── RECORD SET
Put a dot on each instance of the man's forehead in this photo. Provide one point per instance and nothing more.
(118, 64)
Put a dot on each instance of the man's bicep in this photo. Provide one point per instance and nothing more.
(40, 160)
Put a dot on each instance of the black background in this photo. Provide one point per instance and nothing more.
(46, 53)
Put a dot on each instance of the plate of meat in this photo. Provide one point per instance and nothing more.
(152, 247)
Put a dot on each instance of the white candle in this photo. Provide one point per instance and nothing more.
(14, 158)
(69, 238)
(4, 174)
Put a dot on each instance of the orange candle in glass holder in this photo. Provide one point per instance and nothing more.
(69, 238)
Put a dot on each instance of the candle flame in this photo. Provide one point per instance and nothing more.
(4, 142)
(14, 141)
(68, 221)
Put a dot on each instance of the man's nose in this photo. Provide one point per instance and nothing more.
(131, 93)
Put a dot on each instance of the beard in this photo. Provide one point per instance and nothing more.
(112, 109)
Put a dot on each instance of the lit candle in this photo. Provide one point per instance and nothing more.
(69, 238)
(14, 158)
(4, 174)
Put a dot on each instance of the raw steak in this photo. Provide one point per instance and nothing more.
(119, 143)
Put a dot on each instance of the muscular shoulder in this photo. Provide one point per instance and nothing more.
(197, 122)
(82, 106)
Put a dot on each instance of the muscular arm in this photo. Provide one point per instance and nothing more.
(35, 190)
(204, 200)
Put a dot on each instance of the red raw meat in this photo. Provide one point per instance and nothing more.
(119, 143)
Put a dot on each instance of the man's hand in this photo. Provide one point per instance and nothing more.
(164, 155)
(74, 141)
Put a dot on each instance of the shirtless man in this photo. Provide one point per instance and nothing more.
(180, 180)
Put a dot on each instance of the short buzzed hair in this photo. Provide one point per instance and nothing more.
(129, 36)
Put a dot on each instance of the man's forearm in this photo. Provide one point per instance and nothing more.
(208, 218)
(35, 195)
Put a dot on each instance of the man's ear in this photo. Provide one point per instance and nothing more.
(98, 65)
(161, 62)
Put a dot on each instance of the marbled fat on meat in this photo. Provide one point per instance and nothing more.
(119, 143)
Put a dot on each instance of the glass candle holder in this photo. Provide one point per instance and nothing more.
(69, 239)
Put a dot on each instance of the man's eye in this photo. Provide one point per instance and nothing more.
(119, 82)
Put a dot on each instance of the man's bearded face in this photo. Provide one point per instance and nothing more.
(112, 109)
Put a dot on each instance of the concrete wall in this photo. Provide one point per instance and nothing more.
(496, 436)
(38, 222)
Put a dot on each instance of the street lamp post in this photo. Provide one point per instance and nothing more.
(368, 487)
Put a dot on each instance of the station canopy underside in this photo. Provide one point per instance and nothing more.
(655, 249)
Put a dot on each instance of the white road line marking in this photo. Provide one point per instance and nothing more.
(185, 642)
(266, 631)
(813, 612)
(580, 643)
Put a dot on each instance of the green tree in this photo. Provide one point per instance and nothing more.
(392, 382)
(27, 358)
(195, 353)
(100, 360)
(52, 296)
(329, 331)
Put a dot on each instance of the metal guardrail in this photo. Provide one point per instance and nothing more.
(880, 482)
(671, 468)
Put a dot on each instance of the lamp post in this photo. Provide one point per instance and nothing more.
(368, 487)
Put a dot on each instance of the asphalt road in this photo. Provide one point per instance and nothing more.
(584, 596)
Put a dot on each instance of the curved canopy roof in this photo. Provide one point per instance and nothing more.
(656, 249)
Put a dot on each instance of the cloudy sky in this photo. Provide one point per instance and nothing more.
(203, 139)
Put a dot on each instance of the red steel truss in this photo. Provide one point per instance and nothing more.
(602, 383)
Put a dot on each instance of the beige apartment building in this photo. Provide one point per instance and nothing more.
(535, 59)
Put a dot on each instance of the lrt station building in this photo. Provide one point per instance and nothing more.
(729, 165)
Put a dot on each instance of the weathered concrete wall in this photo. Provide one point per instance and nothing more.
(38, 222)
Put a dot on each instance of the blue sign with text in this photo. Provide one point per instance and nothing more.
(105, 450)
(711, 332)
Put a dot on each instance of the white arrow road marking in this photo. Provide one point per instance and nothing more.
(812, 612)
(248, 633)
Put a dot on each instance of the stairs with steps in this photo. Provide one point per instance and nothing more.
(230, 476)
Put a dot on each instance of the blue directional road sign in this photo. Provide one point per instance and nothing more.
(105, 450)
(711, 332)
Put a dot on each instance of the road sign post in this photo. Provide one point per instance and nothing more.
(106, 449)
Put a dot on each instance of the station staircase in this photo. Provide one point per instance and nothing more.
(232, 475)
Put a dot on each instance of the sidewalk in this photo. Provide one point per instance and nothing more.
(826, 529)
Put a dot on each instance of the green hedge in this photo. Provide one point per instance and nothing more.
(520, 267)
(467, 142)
────
TASK DIRECTIONS:
Starting at the row that contains "Put a dot on each instance of the blue sign" and ending at the final row, write out those rows again with the requests included. Scale every point coordinate in the answers by 2.55 and round each result to a whole number, rounding halves up.

ANSWER TO THIS EXERCISE:
Put a dot on each instance of the blue sign with text in this photo. Provide one point per instance and nothing more.
(268, 1148)
(1813, 847)
Put a dot on each instance of the white arrow road marking in this photo. Provide one point per instance and nothing more.
(2071, 1561)
(632, 1614)
Put a dot on each instance of the stairs with steps in this photo. Provide one point per instance and nothing more.
(587, 1214)
Put a dot on each instance of the blue directional road sign in this photo. Provide one point per instance and nothing more.
(268, 1148)
(1813, 847)
Put a dot on each instance of the road sign post in this photo. Provide one point per instance and nothing more.
(270, 1145)
Put a dot on each instance of the station staircase in this photo. Provide one point per instance and nothing more.
(592, 1211)
Put a dot on each instance of the sidewalk in this photo. Provide one point per instance and nothing more.
(2106, 1349)
Put a dot on each instance of the green hedge in this photo. Provide one point per instance and nothing more.
(1326, 681)
(1191, 362)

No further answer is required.